Istruzioni del compito: Prosegui il racconto dei ricordi d'infanzia in Libia, partendo subito dopo la sua ultima frase.

Sezione del testo:
Poi la conversazione riguardò
altri argomenti intervallati da
complimenti alla bontà delle
portate, ovviamente con il solo
intento di “preparare il
terreno” ad una nuova futura
richiesta, ad un nuovo
autoinvito.
Quando gli ospiti se ne
andarono, rimasi per qualche
tempo a pensare ed i ricordi,
dapprima sfuocati, divennero
sempre più nitidi.
Mio padre che da Nalùt (1946 -
1948) si spostava spesso per
motivi di lavoro, un paio di
volte mi portò con sé: una
volta a Cabào ed un’altra a
Ghadàmes. Ma ero troppo piccolo.
Durante i viaggi, lunghi da
sembrare interminabili, non
prestavo attenzione al paesaggio
e, all’arrivo, non avevo alcuna
autonomia di movimento. Ricordo
la strana sabbia di Cabào per la
sua colorazione rosso mattone.

Dati forniti:
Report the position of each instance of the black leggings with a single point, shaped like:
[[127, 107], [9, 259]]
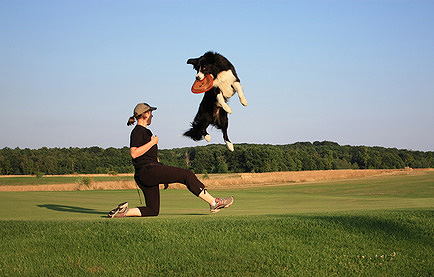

Risultato esercizio:
Le garfas che sembrano
grandi colombaie mentre in
realtà sono antichi granai,
antichi depositi; le
caratteristiche abitazioni
“sotterranee” (credo si chiamino
magawir).
Veniva scavata una grande fossa
circolare del diametro di una
decina di metri e profonda 7 o
8. La base di tale fossa,
costituiva il cortile, la fonte
di luce. Quindi scavando ai lati
del cortile, si ricavavano le
stanze, il cui accesso, era
protetto da un telo o da porte
costruite con legno di palma.
Una rudimentale scala ricavata
scolpendo e modellando parte
della circonferenza, permetteva
l’accesso al cortile ed alle
stanze. Dicevano che erano
ambienti freschi d’estate e
caldi d’inverno e che erano
strategici perché nascosti alla
vista di potenziali nemici in
quanto, in superficie, non
emergeva nulla essendo privi di
muretti di protezione. In realtà
erano, invece, un malsano riparo
per la povera gente. Ma anche a
Nalùt, dove abitavo c’erano sia
le garfas che le
megawuir quindi, per me, non
erano delle novità.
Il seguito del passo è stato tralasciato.